- [Task]:
Put every line of the material below into a numbered list, leaving out any blank lines.

- [Data listing]:

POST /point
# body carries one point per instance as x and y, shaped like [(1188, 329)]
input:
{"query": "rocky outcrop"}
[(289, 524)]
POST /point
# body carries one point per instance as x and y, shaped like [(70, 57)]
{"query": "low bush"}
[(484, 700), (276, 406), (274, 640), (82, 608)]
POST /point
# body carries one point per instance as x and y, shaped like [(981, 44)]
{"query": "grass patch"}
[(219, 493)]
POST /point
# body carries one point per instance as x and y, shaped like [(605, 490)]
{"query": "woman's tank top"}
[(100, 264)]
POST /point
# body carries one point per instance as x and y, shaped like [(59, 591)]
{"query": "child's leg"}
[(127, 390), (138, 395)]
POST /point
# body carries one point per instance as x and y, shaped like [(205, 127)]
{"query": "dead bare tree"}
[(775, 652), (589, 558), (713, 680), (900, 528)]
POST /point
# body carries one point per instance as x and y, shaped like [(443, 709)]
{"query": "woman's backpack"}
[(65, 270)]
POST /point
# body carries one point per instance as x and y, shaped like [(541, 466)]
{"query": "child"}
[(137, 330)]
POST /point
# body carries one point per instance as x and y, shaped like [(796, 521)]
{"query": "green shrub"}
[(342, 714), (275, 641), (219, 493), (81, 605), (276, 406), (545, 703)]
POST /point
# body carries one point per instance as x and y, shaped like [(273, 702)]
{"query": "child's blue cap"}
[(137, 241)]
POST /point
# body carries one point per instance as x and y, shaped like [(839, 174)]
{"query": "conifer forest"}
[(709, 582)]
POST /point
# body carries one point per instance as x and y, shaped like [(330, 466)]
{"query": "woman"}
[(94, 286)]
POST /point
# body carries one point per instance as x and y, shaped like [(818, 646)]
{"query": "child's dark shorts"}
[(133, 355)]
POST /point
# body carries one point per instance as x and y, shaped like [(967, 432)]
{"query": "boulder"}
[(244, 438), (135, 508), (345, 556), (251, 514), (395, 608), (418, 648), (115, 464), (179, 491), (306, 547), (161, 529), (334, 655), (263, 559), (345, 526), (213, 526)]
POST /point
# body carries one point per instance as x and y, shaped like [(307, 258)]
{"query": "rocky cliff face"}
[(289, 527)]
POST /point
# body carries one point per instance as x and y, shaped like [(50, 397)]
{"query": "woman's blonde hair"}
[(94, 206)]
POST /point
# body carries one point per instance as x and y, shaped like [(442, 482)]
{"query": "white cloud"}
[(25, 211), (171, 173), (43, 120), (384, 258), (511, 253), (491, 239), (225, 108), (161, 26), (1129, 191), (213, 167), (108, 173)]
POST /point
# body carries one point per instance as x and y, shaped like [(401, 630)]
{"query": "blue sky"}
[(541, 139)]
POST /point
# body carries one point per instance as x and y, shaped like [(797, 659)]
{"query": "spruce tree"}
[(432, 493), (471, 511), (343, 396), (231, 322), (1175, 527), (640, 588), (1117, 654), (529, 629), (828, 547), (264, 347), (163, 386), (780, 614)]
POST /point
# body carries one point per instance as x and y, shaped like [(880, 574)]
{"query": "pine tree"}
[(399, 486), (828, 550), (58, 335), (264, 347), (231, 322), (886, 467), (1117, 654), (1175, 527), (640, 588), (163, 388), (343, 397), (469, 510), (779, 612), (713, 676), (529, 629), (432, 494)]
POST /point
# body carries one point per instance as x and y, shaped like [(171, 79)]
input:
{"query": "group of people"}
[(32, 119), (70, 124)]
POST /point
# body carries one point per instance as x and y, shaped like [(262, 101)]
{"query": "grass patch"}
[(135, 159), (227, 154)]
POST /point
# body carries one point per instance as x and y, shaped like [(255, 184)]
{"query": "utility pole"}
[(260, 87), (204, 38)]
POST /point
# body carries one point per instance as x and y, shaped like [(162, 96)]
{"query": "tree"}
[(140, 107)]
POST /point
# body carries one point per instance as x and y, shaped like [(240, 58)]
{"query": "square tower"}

- [Reply to the task]:
1. POST /point
2. # body carries one point per instance as x and y, shaped like [(1188, 329)]
3. input:
4. {"query": "rocky outcrop"}
5. [(289, 524)]
6. POST /point
7. # body carries one point per instance as x and y, shaped like [(70, 57)]
8. {"query": "low bush"}
9. [(484, 700), (276, 406), (274, 640), (82, 608)]
10. POST /point
11. # body carries one point per instance as x and y, shaped like [(981, 44)]
12. {"query": "grass patch"}
13. [(219, 493)]
14. POST /point
15. # body carries one point per instance as x and y, shaped like [(605, 490)]
16. {"query": "woman's tank top"}
17. [(100, 264)]
18. POST /point
19. # body carries one point per instance as x and y, shaped like [(59, 591)]
20. {"query": "child's leg"}
21. [(127, 390), (138, 395)]
22. POST /point
23. # body carries one point per instance as x and y, shaped like [(205, 127)]
24. {"query": "dead bare tree"}
25. [(775, 652), (589, 558), (713, 680), (900, 528)]
26. POST /point
27. # body carries one point per instance as x and y, shaped like [(443, 709)]
28. {"query": "woman's backpack"}
29. [(65, 270)]
30. POST /point
31. # body carries one point per instance as x and y, shaped like [(541, 466)]
32. {"query": "child"}
33. [(137, 330)]
34. POST /point
35. # body carries one point per instance as x and y, shaped like [(796, 521)]
36. {"query": "green shrub"}
37. [(342, 714), (275, 641), (219, 493), (81, 605), (276, 406), (545, 703)]
38. POST /point
39. # body carries one point per instance as x and y, shaped like [(273, 702)]
40. {"query": "child's blue cap"}
41. [(137, 241)]
42. POST /point
43. # body carries one point per instance as x and y, shaped like [(839, 174)]
44. {"query": "conifer forest"}
45. [(709, 582)]
46. POST /point
47. # body carries one point per instance as x and y, shaped like [(330, 466)]
48. {"query": "woman"}
49. [(94, 286)]
50. POST /point
51. # body carries one point per instance as x and y, shaped like [(818, 646)]
52. {"query": "child's dark shorts"}
53. [(133, 355)]
54. POST /point
55. # body carries one point per instance as x and y, shaped like [(967, 432)]
56. {"query": "boulder"}
57. [(244, 438), (135, 508), (345, 556), (251, 514), (395, 608), (418, 648), (115, 464), (179, 491), (306, 547), (161, 529), (334, 655), (263, 559), (345, 526), (213, 526)]
58. POST /point
59. # body carries one point per instance as x and y, shaped like [(307, 258)]
60. {"query": "rocky cliff face"}
61. [(289, 527)]
62. POST /point
63. # body carries one point per instance as x and y, shaped like [(50, 397)]
64. {"query": "woman's blonde hair"}
65. [(94, 206)]
66. POST /point
67. # body carries one point per instance as x and y, shaped like [(442, 482)]
68. {"query": "white cloud"}
69. [(25, 211), (171, 173), (43, 120), (384, 258), (511, 253), (491, 239), (225, 108), (161, 26), (1129, 191), (213, 167), (108, 173)]
70. POST /point
71. # body carries one point per instance as x and y, shaped like [(401, 630)]
72. {"query": "blue sky"}
73. [(541, 139)]
74. POST /point
75. # body carries one point per instance as x and y, shaped like [(797, 659)]
76. {"query": "spruce tree"}
77. [(432, 493), (471, 511), (343, 396), (231, 322), (1175, 527), (640, 588), (1117, 654), (529, 629), (828, 547), (264, 347), (163, 386), (780, 614)]
78. POST /point
79. # body carries one point per instance as x and y, shaped like [(880, 574)]
80. {"query": "pine tree"}
81. [(399, 486), (828, 550), (58, 335), (264, 347), (231, 322), (886, 467), (1117, 654), (1175, 527), (640, 588), (163, 388), (343, 397), (469, 510), (779, 612), (713, 676), (529, 629), (432, 494)]
82. POST /point
83. # body carries one point per instance as x and y, shaped like [(171, 79)]
84. input:
85. {"query": "group of people"}
86. [(32, 119), (70, 124)]
87. POST /point
88. # body carries one point per instance as x and y, shaped like [(262, 101)]
89. {"query": "grass patch"}
90. [(135, 159), (227, 154)]
91. POST /point
92. # body carries one point per instance as x and y, shaped like [(255, 184)]
93. {"query": "utility pole"}
94. [(260, 87), (204, 38)]
95. POST /point
96. # body carries one point per instance as x and y, shaped like [(162, 96)]
97. {"query": "tree"}
98. [(140, 107)]
99. POST /point
100. # body carries one point per instance as x and y, shaped like [(240, 58)]
101. {"query": "square tower"}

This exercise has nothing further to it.